• _Instructions for the task_
Set out every line of the items below as a Markdown table with two columns, Row for the row number and Line for the line itself, skipping any blank lines. Leave the pictures out of your table.

┌─ Task data

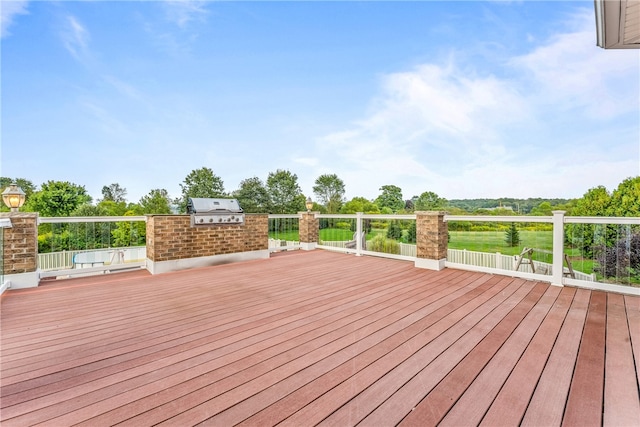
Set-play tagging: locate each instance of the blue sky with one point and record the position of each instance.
(465, 99)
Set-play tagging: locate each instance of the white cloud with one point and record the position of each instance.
(183, 12)
(9, 9)
(571, 73)
(462, 133)
(75, 38)
(123, 88)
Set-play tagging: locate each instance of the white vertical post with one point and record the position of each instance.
(558, 248)
(358, 233)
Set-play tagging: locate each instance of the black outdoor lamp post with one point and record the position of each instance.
(13, 197)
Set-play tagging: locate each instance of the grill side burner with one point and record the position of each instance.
(211, 211)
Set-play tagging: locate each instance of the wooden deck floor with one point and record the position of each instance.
(318, 338)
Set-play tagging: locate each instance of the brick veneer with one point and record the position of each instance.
(171, 237)
(309, 227)
(431, 235)
(20, 250)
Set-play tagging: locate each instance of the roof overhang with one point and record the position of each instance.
(618, 24)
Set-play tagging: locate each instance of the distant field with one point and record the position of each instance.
(494, 241)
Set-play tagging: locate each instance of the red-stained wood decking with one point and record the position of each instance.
(317, 338)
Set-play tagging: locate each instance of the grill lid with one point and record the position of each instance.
(200, 205)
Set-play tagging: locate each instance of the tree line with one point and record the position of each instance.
(281, 194)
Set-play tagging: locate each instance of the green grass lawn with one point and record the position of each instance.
(494, 241)
(290, 235)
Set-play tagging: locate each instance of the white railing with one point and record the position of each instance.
(500, 261)
(108, 256)
(91, 260)
(554, 271)
(281, 228)
(277, 245)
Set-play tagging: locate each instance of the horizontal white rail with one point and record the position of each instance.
(73, 219)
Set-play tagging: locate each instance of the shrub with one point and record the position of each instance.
(381, 244)
(512, 236)
(395, 230)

└─

• _Answer to the exercise_
| Row | Line |
|---|---|
| 1 | Set-play tagging: locate each instance of the blue sky with one point and record the position of each instance. |
| 2 | (465, 99) |
| 3 | Set-play tagging: locate each instance of the white cloud with one point and record the position of each instance. |
| 4 | (183, 12) |
| 5 | (9, 9) |
| 6 | (571, 73) |
| 7 | (462, 133) |
| 8 | (75, 38) |
| 9 | (123, 88) |
| 10 | Set-play tagging: locate each instance of the white vertical post with one point and record the position of each instance. |
| 11 | (558, 248) |
| 12 | (358, 233) |
| 13 | Set-play tagging: locate each instance of the black outdoor lamp post with one point and record the position of each instance. |
| 14 | (13, 197) |
| 15 | Set-play tagging: locate each instance of the grill side burner with one point and record the position of each instance. |
| 16 | (211, 211) |
| 17 | Set-play tagging: locate each instance of the wooden deck floor with one point and record the position of each instance. |
| 18 | (318, 338) |
| 19 | Set-play tagging: locate each instance of the brick veneer with one point and record the position of each instance. |
| 20 | (171, 237) |
| 21 | (309, 227) |
| 22 | (431, 235) |
| 23 | (20, 250) |
| 24 | Set-play tagging: locate each instance of the roof overhang with one point and record the position of each instance. |
| 25 | (618, 24) |
| 26 | Set-play tagging: locate each instance of the distant field with one point and record the position of each instance. |
| 27 | (494, 241) |
| 28 | Set-play tagging: locate each instance of the red-stained wood decking with one point and record the position of each instance. |
| 29 | (317, 338) |
| 30 | Set-play tagging: locate each instance of the grill lid with one point and record the position of each instance. |
| 31 | (200, 205) |
| 32 | Set-play tagging: locate each instance of the tree line with one point and record the position of each instance. |
| 33 | (281, 194) |
| 34 | Set-play tagging: locate each instance of the green grass lawn with one point and record the position of each instance. |
| 35 | (494, 241) |
| 36 | (290, 235) |
| 37 | Set-play tagging: locate each instance of the white railing with one point and record the position of each instance. |
| 38 | (500, 261) |
| 39 | (108, 256) |
| 40 | (91, 260) |
| 41 | (554, 271) |
| 42 | (281, 228) |
| 43 | (277, 245) |
| 44 | Set-play tagging: locate each instance of the horizontal white rail with one point and record the position of each instance. |
| 45 | (73, 219) |
| 46 | Set-play tagging: locate each instance of the shrub with one point and record the position of each instance. |
| 47 | (381, 244) |
| 48 | (512, 236) |
| 49 | (395, 230) |